▶ **THE TASK**:
Please print the data lines from the one containing "like x=47, y=57." through the one containing "x=45, y=199", both included, without the pictures.

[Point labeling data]
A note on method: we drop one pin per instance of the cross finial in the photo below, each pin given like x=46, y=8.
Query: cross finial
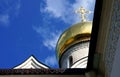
x=82, y=11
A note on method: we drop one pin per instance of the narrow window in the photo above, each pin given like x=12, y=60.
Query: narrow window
x=70, y=61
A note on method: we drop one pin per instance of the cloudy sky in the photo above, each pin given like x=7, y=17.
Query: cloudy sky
x=32, y=27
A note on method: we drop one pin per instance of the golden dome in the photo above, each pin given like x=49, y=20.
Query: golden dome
x=77, y=33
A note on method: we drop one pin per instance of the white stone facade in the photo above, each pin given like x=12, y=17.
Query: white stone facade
x=79, y=55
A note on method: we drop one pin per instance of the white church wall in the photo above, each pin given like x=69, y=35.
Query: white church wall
x=77, y=52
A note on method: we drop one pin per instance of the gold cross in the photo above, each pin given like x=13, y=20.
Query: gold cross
x=82, y=11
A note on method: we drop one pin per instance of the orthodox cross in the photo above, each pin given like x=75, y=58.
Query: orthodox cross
x=82, y=11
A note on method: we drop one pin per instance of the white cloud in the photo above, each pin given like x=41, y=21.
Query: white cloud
x=51, y=60
x=64, y=10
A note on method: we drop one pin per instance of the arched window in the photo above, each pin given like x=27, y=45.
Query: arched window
x=70, y=61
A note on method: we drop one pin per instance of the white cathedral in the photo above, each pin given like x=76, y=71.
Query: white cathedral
x=72, y=47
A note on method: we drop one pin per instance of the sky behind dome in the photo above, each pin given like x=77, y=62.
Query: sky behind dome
x=32, y=27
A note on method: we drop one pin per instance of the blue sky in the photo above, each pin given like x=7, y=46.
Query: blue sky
x=32, y=27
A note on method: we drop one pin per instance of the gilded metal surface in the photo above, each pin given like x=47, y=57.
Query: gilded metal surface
x=77, y=33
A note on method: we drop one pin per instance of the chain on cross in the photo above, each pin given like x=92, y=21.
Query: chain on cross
x=83, y=11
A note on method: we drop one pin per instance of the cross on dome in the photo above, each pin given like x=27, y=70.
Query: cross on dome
x=83, y=11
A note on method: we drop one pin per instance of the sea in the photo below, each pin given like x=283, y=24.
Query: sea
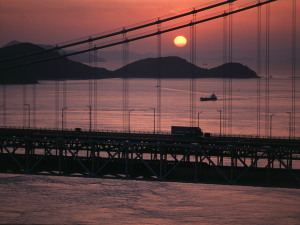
x=99, y=104
x=45, y=199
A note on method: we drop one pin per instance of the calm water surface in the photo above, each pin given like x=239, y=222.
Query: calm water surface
x=142, y=98
x=34, y=199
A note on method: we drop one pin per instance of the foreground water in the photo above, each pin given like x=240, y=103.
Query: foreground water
x=52, y=97
x=34, y=199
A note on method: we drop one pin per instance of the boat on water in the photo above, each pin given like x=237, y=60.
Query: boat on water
x=213, y=97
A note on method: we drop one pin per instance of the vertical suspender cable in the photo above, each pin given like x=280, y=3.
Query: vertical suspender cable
x=294, y=37
x=230, y=42
x=258, y=70
x=125, y=86
x=158, y=85
x=65, y=99
x=90, y=105
x=192, y=72
x=225, y=75
x=4, y=104
x=57, y=104
x=267, y=85
x=95, y=91
x=24, y=104
x=34, y=105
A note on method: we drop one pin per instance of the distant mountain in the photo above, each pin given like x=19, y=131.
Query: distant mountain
x=232, y=70
x=83, y=58
x=175, y=67
x=56, y=69
x=64, y=68
x=171, y=67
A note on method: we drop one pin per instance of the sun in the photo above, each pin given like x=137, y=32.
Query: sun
x=180, y=41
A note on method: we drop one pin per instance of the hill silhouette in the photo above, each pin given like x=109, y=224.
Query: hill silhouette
x=63, y=68
x=175, y=67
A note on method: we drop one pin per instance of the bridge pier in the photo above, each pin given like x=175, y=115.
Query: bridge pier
x=156, y=157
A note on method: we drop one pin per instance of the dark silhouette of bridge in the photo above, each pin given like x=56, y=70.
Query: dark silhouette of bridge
x=124, y=36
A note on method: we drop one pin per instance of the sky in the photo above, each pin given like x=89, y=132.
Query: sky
x=55, y=21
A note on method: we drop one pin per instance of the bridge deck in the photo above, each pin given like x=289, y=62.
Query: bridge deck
x=229, y=160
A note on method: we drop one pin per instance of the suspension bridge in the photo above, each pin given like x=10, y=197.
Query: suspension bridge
x=160, y=156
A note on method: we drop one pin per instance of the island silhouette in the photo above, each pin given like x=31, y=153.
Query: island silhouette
x=66, y=69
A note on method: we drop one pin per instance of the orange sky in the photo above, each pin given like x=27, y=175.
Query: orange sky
x=54, y=21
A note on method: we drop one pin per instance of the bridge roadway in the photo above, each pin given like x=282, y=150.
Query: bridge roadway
x=226, y=160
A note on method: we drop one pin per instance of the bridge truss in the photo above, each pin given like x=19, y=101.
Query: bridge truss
x=124, y=37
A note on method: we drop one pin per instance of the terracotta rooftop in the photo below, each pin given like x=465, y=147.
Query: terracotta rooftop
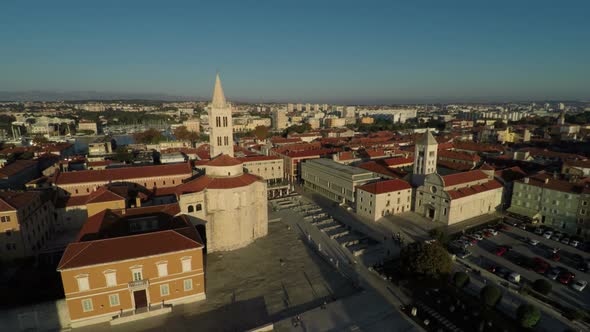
x=464, y=177
x=381, y=168
x=224, y=160
x=16, y=167
x=385, y=186
x=472, y=190
x=546, y=180
x=124, y=173
x=15, y=200
x=449, y=154
x=207, y=182
x=103, y=194
x=101, y=251
x=258, y=158
x=397, y=162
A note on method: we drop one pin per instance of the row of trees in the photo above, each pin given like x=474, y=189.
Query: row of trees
x=527, y=315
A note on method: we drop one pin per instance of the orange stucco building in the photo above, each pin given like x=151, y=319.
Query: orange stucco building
x=132, y=262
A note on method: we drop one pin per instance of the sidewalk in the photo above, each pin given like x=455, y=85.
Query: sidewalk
x=551, y=320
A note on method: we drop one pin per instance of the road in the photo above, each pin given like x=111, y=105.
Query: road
x=483, y=256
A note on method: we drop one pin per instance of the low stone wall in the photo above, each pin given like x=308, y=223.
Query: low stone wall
x=45, y=316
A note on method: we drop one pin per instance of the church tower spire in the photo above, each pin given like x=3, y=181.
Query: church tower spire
x=425, y=157
x=220, y=123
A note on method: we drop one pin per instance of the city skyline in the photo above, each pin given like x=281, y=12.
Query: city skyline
x=334, y=52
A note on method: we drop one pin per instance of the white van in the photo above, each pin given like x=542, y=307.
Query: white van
x=514, y=277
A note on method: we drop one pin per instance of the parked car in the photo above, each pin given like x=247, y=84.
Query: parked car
x=553, y=273
x=579, y=285
x=533, y=242
x=477, y=236
x=501, y=250
x=566, y=277
x=492, y=231
x=514, y=277
x=464, y=253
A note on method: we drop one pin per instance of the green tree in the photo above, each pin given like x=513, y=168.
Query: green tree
x=429, y=260
x=490, y=295
x=439, y=234
x=461, y=279
x=542, y=286
x=261, y=132
x=150, y=136
x=528, y=315
x=40, y=139
x=573, y=314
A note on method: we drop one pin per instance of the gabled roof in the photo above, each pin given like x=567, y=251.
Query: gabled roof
x=103, y=194
x=218, y=100
x=472, y=190
x=207, y=182
x=464, y=177
x=122, y=174
x=79, y=254
x=14, y=200
x=385, y=186
x=224, y=160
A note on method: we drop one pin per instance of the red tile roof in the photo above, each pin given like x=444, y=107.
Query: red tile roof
x=16, y=167
x=396, y=162
x=122, y=174
x=258, y=158
x=79, y=254
x=206, y=182
x=472, y=190
x=381, y=168
x=101, y=195
x=385, y=186
x=14, y=200
x=224, y=160
x=464, y=177
x=448, y=154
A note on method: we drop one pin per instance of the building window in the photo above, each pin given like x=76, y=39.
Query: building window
x=188, y=285
x=111, y=278
x=137, y=273
x=87, y=305
x=83, y=284
x=114, y=300
x=186, y=264
x=162, y=269
x=164, y=290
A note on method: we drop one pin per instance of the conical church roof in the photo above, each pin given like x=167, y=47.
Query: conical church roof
x=218, y=100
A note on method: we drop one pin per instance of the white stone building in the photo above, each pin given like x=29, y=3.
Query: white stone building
x=457, y=197
x=378, y=199
x=227, y=205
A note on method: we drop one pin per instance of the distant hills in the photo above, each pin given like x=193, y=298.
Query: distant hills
x=40, y=95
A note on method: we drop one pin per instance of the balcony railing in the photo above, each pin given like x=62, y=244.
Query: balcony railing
x=139, y=283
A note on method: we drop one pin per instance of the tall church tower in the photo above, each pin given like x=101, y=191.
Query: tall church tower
x=220, y=123
x=561, y=118
x=425, y=156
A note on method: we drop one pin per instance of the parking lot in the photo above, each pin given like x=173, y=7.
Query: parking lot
x=311, y=218
x=511, y=251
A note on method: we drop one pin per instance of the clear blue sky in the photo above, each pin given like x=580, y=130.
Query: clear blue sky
x=334, y=51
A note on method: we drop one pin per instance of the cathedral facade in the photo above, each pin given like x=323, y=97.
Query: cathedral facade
x=229, y=204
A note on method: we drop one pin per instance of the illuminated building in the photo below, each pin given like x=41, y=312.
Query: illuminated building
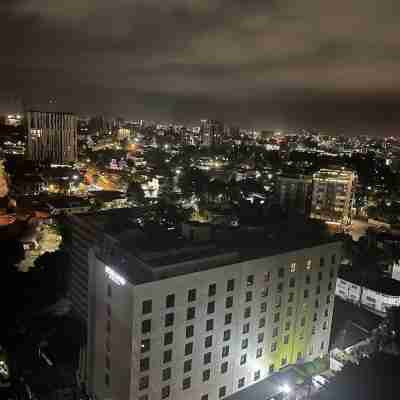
x=51, y=136
x=333, y=194
x=191, y=318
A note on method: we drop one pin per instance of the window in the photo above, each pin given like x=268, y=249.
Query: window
x=212, y=289
x=188, y=348
x=241, y=382
x=170, y=301
x=191, y=295
x=187, y=366
x=144, y=382
x=271, y=368
x=146, y=307
x=166, y=374
x=227, y=335
x=146, y=326
x=224, y=367
x=209, y=325
x=186, y=383
x=276, y=317
x=145, y=345
x=225, y=351
x=144, y=364
x=229, y=302
x=165, y=391
x=211, y=307
x=228, y=318
x=167, y=357
x=168, y=338
x=189, y=331
x=286, y=339
x=206, y=375
x=190, y=313
x=169, y=319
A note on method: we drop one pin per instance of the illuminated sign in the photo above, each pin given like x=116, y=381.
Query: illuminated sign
x=113, y=276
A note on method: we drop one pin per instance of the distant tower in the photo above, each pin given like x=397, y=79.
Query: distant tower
x=51, y=136
x=211, y=132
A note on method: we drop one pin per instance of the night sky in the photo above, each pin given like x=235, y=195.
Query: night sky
x=331, y=64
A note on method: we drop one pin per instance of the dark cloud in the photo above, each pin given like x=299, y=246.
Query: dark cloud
x=261, y=63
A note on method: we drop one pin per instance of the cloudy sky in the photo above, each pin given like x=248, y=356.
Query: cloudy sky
x=262, y=63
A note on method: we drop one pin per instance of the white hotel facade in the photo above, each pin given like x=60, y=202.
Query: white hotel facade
x=200, y=322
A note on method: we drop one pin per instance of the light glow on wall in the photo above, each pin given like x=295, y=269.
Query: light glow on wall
x=115, y=277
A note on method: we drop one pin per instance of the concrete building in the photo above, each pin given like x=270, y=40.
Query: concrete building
x=51, y=136
x=211, y=132
x=333, y=193
x=295, y=193
x=202, y=317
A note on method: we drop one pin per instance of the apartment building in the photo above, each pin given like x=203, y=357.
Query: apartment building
x=178, y=319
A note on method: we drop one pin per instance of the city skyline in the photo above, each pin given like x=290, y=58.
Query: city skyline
x=261, y=65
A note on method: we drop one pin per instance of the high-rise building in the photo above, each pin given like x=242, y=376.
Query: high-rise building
x=211, y=132
x=179, y=319
x=51, y=136
x=333, y=195
x=295, y=193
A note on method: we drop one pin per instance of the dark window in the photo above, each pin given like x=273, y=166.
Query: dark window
x=170, y=301
x=143, y=382
x=188, y=348
x=168, y=338
x=169, y=319
x=206, y=375
x=144, y=364
x=209, y=325
x=227, y=335
x=191, y=295
x=186, y=383
x=230, y=286
x=145, y=345
x=190, y=313
x=187, y=366
x=189, y=331
x=167, y=357
x=229, y=302
x=146, y=326
x=166, y=374
x=212, y=289
x=146, y=307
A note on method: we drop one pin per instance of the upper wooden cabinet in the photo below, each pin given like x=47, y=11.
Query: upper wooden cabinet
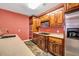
x=56, y=18
x=71, y=6
x=35, y=24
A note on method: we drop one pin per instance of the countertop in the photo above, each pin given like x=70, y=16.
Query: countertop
x=14, y=46
x=61, y=36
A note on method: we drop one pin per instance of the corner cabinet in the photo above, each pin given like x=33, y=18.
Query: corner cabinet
x=56, y=46
x=60, y=17
x=70, y=6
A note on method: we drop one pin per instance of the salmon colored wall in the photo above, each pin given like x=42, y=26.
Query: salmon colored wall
x=53, y=30
x=15, y=23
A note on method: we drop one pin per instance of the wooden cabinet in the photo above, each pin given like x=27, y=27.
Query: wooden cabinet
x=36, y=24
x=44, y=18
x=60, y=18
x=71, y=6
x=40, y=41
x=57, y=18
x=55, y=46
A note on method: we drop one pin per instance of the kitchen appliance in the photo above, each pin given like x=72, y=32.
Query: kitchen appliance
x=72, y=34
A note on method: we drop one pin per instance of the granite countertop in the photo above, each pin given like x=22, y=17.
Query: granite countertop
x=14, y=46
x=61, y=36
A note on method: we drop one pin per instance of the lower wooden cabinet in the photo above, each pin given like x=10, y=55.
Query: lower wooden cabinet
x=56, y=47
x=40, y=41
x=49, y=44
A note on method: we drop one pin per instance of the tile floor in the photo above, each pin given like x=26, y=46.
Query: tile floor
x=35, y=50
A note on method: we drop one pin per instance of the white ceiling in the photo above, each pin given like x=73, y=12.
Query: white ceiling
x=23, y=9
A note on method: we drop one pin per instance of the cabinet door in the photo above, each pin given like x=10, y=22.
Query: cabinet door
x=52, y=20
x=60, y=18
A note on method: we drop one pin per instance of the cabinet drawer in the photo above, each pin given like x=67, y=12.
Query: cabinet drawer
x=57, y=40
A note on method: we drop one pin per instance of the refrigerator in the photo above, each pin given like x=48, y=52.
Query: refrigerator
x=72, y=34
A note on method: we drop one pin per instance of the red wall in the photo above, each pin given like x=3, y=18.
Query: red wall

▶ **TASK RESPONSE**:
A note on method: we drop one pin per instance of the gilded metal surface in the photo above, each pin given like x=47, y=57.
Query: gilded metal surface
x=77, y=33
A note on method: we drop one pin per instance of the chain on cross in the photo above, each pin given like x=92, y=21.
Query: chain on cross
x=83, y=11
A note on method: we drop one pin per instance of the cross on dome in the photo above, each pin given like x=27, y=70.
Query: cross on dome
x=83, y=11
A note on method: we drop one pin per instance of the sea in the photo below, each pin given like x=283, y=24.
Query: sea
x=99, y=104
x=45, y=199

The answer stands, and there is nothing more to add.